Records provided:
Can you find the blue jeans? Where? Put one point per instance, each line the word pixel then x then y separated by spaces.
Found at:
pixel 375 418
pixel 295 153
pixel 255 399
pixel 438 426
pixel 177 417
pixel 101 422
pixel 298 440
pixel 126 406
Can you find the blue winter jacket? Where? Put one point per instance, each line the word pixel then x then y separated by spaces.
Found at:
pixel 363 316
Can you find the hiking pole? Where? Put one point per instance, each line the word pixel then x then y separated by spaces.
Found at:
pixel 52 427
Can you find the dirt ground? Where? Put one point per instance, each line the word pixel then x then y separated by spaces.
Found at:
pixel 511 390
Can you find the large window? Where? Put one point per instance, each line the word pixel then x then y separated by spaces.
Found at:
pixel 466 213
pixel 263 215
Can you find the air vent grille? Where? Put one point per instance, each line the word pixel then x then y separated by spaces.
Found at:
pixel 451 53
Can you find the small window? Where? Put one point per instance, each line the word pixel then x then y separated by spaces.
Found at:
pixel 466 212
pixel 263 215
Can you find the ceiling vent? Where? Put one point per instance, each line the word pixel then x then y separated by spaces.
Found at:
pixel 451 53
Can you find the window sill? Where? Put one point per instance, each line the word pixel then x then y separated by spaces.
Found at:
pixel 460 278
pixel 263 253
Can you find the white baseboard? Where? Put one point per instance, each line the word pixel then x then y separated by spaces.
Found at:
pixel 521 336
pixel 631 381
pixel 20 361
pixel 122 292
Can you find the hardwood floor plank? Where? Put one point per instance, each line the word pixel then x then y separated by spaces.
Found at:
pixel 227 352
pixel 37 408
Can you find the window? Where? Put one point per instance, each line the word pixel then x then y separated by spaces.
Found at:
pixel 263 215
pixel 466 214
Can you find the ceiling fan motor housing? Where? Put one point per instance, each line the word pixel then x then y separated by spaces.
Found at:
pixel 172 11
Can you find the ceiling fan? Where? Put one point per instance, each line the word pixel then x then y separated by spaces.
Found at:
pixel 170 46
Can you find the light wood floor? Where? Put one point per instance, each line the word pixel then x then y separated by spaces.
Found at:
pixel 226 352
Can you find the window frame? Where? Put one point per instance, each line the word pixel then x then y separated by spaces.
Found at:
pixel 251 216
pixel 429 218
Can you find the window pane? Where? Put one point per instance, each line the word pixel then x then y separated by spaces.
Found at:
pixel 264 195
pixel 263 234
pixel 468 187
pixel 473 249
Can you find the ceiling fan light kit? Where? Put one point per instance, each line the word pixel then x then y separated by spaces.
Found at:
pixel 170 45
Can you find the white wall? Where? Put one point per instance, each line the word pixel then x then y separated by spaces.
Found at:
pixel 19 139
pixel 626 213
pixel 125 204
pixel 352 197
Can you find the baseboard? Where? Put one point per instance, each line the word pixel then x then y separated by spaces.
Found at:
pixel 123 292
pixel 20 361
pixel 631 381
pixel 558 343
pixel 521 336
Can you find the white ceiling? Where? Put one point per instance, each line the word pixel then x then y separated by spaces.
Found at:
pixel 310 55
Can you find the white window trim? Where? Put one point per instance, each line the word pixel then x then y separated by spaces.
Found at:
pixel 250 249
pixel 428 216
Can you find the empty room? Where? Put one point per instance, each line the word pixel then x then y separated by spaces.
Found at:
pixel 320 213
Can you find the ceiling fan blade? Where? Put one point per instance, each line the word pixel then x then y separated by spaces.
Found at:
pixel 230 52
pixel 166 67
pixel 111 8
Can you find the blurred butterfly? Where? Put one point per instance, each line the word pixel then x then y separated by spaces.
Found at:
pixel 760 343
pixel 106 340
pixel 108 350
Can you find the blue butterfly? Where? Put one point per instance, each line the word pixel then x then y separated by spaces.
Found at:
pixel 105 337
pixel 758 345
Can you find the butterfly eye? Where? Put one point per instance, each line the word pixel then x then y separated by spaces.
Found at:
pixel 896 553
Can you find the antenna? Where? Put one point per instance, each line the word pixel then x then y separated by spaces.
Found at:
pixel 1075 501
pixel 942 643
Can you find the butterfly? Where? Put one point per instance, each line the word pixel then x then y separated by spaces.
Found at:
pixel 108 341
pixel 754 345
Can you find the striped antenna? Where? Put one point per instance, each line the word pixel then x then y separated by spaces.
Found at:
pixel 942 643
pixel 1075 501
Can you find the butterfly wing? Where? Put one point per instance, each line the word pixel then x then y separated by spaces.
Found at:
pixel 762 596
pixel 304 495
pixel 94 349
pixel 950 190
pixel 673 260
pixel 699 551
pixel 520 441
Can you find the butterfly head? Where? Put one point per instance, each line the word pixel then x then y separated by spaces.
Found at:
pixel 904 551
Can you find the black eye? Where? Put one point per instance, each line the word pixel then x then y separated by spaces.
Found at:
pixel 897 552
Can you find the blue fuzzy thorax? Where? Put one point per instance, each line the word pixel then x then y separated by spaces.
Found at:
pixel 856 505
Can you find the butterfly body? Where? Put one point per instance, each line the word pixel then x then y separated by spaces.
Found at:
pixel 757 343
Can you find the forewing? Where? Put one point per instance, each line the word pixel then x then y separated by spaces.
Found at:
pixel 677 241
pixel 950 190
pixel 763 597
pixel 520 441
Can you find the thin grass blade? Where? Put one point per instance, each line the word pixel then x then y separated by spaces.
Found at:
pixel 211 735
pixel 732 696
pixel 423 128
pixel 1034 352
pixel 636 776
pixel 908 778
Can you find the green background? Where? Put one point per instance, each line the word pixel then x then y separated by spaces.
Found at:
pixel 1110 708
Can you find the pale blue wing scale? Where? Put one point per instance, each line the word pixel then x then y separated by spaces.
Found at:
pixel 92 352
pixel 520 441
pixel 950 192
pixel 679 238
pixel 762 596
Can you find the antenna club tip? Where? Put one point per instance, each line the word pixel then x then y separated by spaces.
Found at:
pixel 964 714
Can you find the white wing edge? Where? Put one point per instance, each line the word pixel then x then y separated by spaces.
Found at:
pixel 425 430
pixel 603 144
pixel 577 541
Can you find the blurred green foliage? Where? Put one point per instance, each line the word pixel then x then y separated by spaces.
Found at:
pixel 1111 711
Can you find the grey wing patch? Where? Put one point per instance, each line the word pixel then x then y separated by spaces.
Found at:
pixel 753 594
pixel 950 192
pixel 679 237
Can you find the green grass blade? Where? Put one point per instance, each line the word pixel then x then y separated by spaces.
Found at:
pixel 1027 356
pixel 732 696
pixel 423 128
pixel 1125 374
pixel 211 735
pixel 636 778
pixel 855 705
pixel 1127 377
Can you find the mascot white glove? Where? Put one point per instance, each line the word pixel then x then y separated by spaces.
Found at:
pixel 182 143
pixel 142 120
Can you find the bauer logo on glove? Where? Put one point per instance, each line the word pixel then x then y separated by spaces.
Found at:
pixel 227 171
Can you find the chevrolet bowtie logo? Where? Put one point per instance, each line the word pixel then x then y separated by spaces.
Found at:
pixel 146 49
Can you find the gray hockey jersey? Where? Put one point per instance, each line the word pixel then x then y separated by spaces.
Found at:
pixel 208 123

Task brief: Set out every line of the listing above as a Markdown table with two columns, Number and Entry, giving each line its sequential number and omitting any blank lines.

Problem solution:
| Number | Entry |
|---|---|
| 1 | Can you find the blue jeans? Where? Put one point per instance, each line the word pixel then x then y separated by spaces. |
| 2 | Found at: |
| 3 | pixel 375 418 |
| 4 | pixel 295 153 |
| 5 | pixel 255 399 |
| 6 | pixel 438 426 |
| 7 | pixel 177 417 |
| 8 | pixel 101 422 |
| 9 | pixel 298 440 |
| 10 | pixel 126 406 |
| 11 | Can you find the blue winter jacket? Where? Put one point per instance, each line the word pixel then x then y separated by spaces. |
| 12 | Found at: |
| 13 | pixel 363 316 |
| 14 | Can you find the hiking pole? Where? Put one point per instance, each line the word pixel then x then y separated by spaces. |
| 15 | Found at: |
| 16 | pixel 52 427 |
| 17 | Can you find the dirt ground? Where? Put one point per instance, each line the word pixel then x then y separated by spaces. |
| 18 | Found at: |
| 19 | pixel 511 390 |
| 20 | Can you find the large window? Where? Put one point per instance, each line the word pixel then x then y separated by spaces. |
| 21 | Found at: |
| 22 | pixel 466 213 |
| 23 | pixel 263 215 |
| 24 | Can you find the air vent grille? Where? Put one point per instance, each line the word pixel then x then y separated by spaces. |
| 25 | Found at: |
| 26 | pixel 451 53 |
| 27 | Can you find the small window? Where? Put one point per instance, each line the word pixel then x then y separated by spaces. |
| 28 | Found at: |
| 29 | pixel 466 212 |
| 30 | pixel 263 215 |
| 31 | Can you find the ceiling vent? Where? Put one point per instance, each line the word pixel then x then y separated by spaces. |
| 32 | Found at: |
| 33 | pixel 451 53 |
| 34 | Can you find the window sill? Where? Put one point per instance, each line the word pixel then x then y separated by spaces. |
| 35 | Found at: |
| 36 | pixel 460 278 |
| 37 | pixel 263 253 |
| 38 | Can you find the white baseboard? Where? Put one point per instance, each line the word pixel then x then y separated by spaces. |
| 39 | Found at: |
| 40 | pixel 521 336 |
| 41 | pixel 631 381 |
| 42 | pixel 20 361 |
| 43 | pixel 122 292 |
| 44 | Can you find the hardwood floor plank? Where? Put one point per instance, each line the word pixel then x then y separated by spaces. |
| 45 | Found at: |
| 46 | pixel 227 352 |
| 47 | pixel 37 408 |
| 48 | Can you find the window? Where? Put one point per instance, each line the word pixel then x then y separated by spaces. |
| 49 | Found at: |
| 50 | pixel 263 215 |
| 51 | pixel 466 214 |
| 52 | Can you find the ceiling fan motor housing? Where? Put one point per instance, each line the word pixel then x then y separated by spaces. |
| 53 | Found at: |
| 54 | pixel 172 11 |
| 55 | Can you find the ceiling fan? Where? Put one point per instance, each line the word pixel then x then y separated by spaces. |
| 56 | Found at: |
| 57 | pixel 170 46 |
| 58 | Can you find the light wood floor? Where? Put one point per instance, each line the word pixel then x then y separated by spaces. |
| 59 | Found at: |
| 60 | pixel 226 352 |
| 61 | Can you find the window frame? Where? Put one point per instance, each line the word pixel then x then y separated by spaces. |
| 62 | Found at: |
| 63 | pixel 251 216 |
| 64 | pixel 429 218 |
| 65 | Can you find the window pane? Where? Put one point per instance, each line the word pixel then x then y separated by spaces. |
| 66 | Found at: |
| 67 | pixel 264 195 |
| 68 | pixel 263 234 |
| 69 | pixel 468 187 |
| 70 | pixel 473 249 |
| 71 | Can you find the ceiling fan light kit? Where? Put one point per instance, each line the word pixel then x then y separated by spaces. |
| 72 | Found at: |
| 73 | pixel 170 45 |
| 74 | Can you find the white wall? Where? Put one point per instance, each line the word pixel then x then y separated by spaces. |
| 75 | Found at: |
| 76 | pixel 19 139 |
| 77 | pixel 626 213 |
| 78 | pixel 125 204 |
| 79 | pixel 352 197 |
| 80 | Can you find the baseboard? Where? Put one point per instance, each line the word pixel then x then y separated by spaces. |
| 81 | Found at: |
| 82 | pixel 123 292 |
| 83 | pixel 20 361 |
| 84 | pixel 631 381 |
| 85 | pixel 558 343 |
| 86 | pixel 521 336 |
| 87 | Can you find the white ceiling? Where? Put one point per instance, each line the word pixel then x then y separated by spaces. |
| 88 | Found at: |
| 89 | pixel 310 55 |
| 90 | Can you find the white window trim? Where? Put one point per instance, each line the word pixel then x then y separated by spaces. |
| 91 | Found at: |
| 92 | pixel 250 249 |
| 93 | pixel 428 216 |
| 94 | Can you find the empty room? Where? Put one point per instance, each line the word pixel then x then y separated by spaces. |
| 95 | Found at: |
| 96 | pixel 320 213 |
| 97 | Can you find the ceiling fan blade? Where? Put one point per instance, each line the word pixel then x then y separated by spaces. |
| 98 | Found at: |
| 99 | pixel 230 52 |
| 100 | pixel 166 67 |
| 101 | pixel 111 8 |
| 102 | Can you find the blurred butterfly? Where? Put one point per instance, each line the word pixel then x then y separated by spaces. |
| 103 | Found at: |
| 104 | pixel 760 343 |
| 105 | pixel 106 340 |
| 106 | pixel 108 350 |
| 107 | Can you find the blue butterfly? Where? Put one point per instance, each line the word pixel then x then y separated by spaces. |
| 108 | Found at: |
| 109 | pixel 105 337 |
| 110 | pixel 758 345 |
| 111 | Can you find the butterfly eye? Where? Put one point per instance, each line the word pixel then x then y separated by spaces. |
| 112 | Found at: |
| 113 | pixel 896 553 |
| 114 | Can you find the antenna? Where? Put one point per instance, each line the word pixel then x then y separated by spaces. |
| 115 | Found at: |
| 116 | pixel 1075 501 |
| 117 | pixel 942 643 |
| 118 | Can you find the butterfly? Where? Put one point per instance, each line the word pixel then x then y separated by spaces. |
| 119 | Found at: |
| 120 | pixel 108 341 |
| 121 | pixel 754 345 |
| 122 | Can you find the striped antenna? Where? Put one point per instance, each line the word pixel then x then y separated by spaces. |
| 123 | Found at: |
| 124 | pixel 942 643 |
| 125 | pixel 1075 501 |
| 126 | Can you find the butterfly wing? Where? Put one point per instance, each line the word pixel then x then y separated by spaces. |
| 127 | Found at: |
| 128 | pixel 762 596 |
| 129 | pixel 304 495 |
| 130 | pixel 94 349 |
| 131 | pixel 950 190 |
| 132 | pixel 673 260 |
| 133 | pixel 699 551 |
| 134 | pixel 520 441 |
| 135 | Can you find the butterfly head? Where? Put one point per instance, each line the word pixel then x then y separated by spaces. |
| 136 | Found at: |
| 137 | pixel 904 551 |
| 138 | Can you find the black eye? Where? Put one point per instance, each line the word pixel then x then y separated by spaces. |
| 139 | Found at: |
| 140 | pixel 897 552 |
| 141 | Can you find the blue fuzzy thorax? Where? Put one point per instance, each line the word pixel then x then y separated by spaces. |
| 142 | Found at: |
| 143 | pixel 856 505 |
| 144 | Can you find the butterfly body? Where? Put one point per instance, each line the word pixel then x then y separated by spaces. |
| 145 | Found at: |
| 146 | pixel 757 343 |
| 147 | Can you find the forewing? Where? Put one point per instance, each line the word pixel then x then y separated by spaces. |
| 148 | Found at: |
| 149 | pixel 677 241 |
| 150 | pixel 950 190 |
| 151 | pixel 763 597 |
| 152 | pixel 520 441 |
| 153 | Can you find the thin grass blade? Where? Put one point per instance, each line the word pixel then x then y separated by spaces. |
| 154 | Found at: |
| 155 | pixel 211 735 |
| 156 | pixel 732 696 |
| 157 | pixel 423 128 |
| 158 | pixel 1034 352 |
| 159 | pixel 636 776 |
| 160 | pixel 908 778 |
| 161 | Can you find the green background? Where? Put one point per instance, each line the word pixel then x then y separated by spaces. |
| 162 | Found at: |
| 163 | pixel 1110 708 |
| 164 | Can you find the pale blue wing scale? Where? Put one point per instance, each line the word pixel then x then y separated by spaces. |
| 165 | Found at: |
| 166 | pixel 92 352 |
| 167 | pixel 520 441 |
| 168 | pixel 950 192 |
| 169 | pixel 679 238 |
| 170 | pixel 762 596 |
| 171 | Can you find the antenna club tip? Where? Put one point per instance, each line the word pixel then x then y separated by spaces. |
| 172 | Found at: |
| 173 | pixel 964 714 |
| 174 | Can you find the white wing edge? Where? Put one point per instance, each line the word pixel then x then y separated by spaces. |
| 175 | Found at: |
| 176 | pixel 425 430 |
| 177 | pixel 603 144 |
| 178 | pixel 577 541 |
| 179 | Can you find the blurred green foliage? Where? Put one point per instance, each line the word pixel then x then y separated by spaces. |
| 180 | Found at: |
| 181 | pixel 1111 711 |
| 182 | Can you find the grey wing patch? Where? Put one point per instance, each line the word pixel then x then y separated by spaces. |
| 183 | Found at: |
| 184 | pixel 753 594 |
| 185 | pixel 950 192 |
| 186 | pixel 679 237 |
| 187 | Can you find the green grass blade? Where? Put one point per instance, each line the word pixel then x then y separated by spaces. |
| 188 | Found at: |
| 189 | pixel 1027 356 |
| 190 | pixel 732 696 |
| 191 | pixel 423 128 |
| 192 | pixel 1125 374 |
| 193 | pixel 211 735 |
| 194 | pixel 636 778 |
| 195 | pixel 855 705 |
| 196 | pixel 1127 377 |
| 197 | Can you find the mascot white glove? Where? Put one point per instance, each line the word pixel then x then y separated by spaces. |
| 198 | Found at: |
| 199 | pixel 182 143 |
| 200 | pixel 142 120 |
| 201 | Can you find the bauer logo on glove? Where? Put one point per instance, each line the word pixel then x then y separated by spaces. |
| 202 | Found at: |
| 203 | pixel 227 171 |
| 204 | Can you find the chevrolet bowtie logo? Where? Put one point per instance, each line the word pixel then x then y separated by spaces. |
| 205 | Found at: |
| 206 | pixel 146 49 |
| 207 | Can you find the gray hockey jersey? Where? Put one point per instance, each line the word pixel then x then y separated by spaces. |
| 208 | Found at: |
| 209 | pixel 208 123 |